__TEXT UNDER STUDY__
I know everyone has their own opinion, but I've been trying to decide where I want to mount my nozzle for my WI system. I'm thinking either right below the top 90 degree coupler right before the TB, or down lower at the bottom of the pipe about halfway between the IC and the TB.

I've heard if you get it too close to the TB that it wont have as much of an effect because it has less time to cool the charge, but I've also heard that mounting it lower down can cause the water to pool at the bottom of the pipe. Basically I'm wondering if there's any truth to either of these thoughts or if it really even matters betweent the two spots.

I was thinking if i mounted it higher, i could get away without a checkvalve on the nozzle, saving me like $30 plus shipping.

 

Why not right after tb? That's where I'd mount it. Just my

 

As in tapping the IM and mounting it there? I would except I would then for sure have to get a sturdy check valve because vacuum would suck the water out. I just wanted to avoid paying $30 for a freakin check valve

 

I've pretty much decided a check valve is a must. Before I go and buy a new one for $30 does anyone have an extra they want to let go cheap? (obviously one with the correct cracking pressure please)

Collected data:
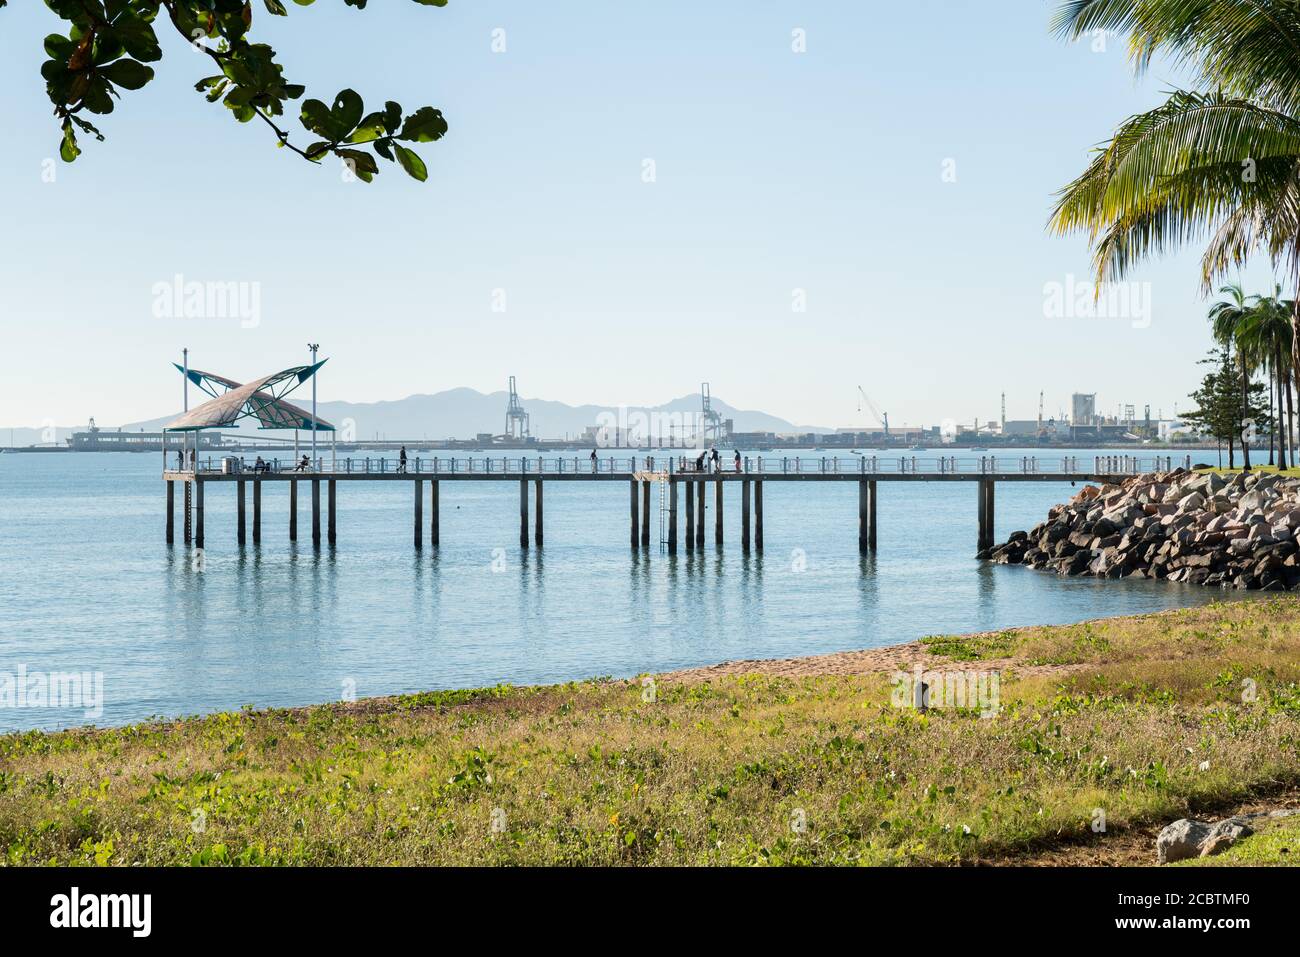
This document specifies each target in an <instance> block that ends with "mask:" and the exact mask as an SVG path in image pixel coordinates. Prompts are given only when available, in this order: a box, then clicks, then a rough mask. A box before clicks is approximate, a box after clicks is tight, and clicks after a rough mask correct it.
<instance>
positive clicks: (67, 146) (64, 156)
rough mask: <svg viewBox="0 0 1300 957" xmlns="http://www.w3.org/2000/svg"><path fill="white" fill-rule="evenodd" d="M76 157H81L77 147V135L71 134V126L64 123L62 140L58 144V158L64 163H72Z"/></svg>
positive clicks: (79, 149)
mask: <svg viewBox="0 0 1300 957" xmlns="http://www.w3.org/2000/svg"><path fill="white" fill-rule="evenodd" d="M78 156H81V148H79V147H78V146H77V134H75V133H73V125H72V124H70V122H68V121H66V120H65V121H64V139H62V142H61V143H60V144H59V157H60V159H61V160H62V161H64V163H72V161H73V160H75V159H77V157H78Z"/></svg>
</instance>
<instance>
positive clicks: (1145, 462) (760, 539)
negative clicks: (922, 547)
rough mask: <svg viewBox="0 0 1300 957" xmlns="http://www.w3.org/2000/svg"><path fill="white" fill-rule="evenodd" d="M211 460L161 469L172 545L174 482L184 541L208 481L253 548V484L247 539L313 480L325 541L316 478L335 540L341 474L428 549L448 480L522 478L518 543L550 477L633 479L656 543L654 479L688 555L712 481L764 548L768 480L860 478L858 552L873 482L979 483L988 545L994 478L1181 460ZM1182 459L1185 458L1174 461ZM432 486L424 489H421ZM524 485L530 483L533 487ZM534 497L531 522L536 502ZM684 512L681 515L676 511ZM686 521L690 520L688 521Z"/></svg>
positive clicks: (982, 459) (258, 538)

__TASK__
Copy word for word the stretch of the nozzle-placement thread that opens with the words containing "I've heard if" and closes with "the two spots.". The lines gathered here have nothing to do with the nozzle-placement thread.

__THE COMPLETED TASK__
I've heard if you get it too close to the TB that it wont have as much of an effect because it has less time to cool the charge, but I've also heard that mounting it lower down can cause the water to pool at the bottom of the pipe. Basically I'm wondering if there's any truth to either of these thoughts or if it really even matters betweent the two spots.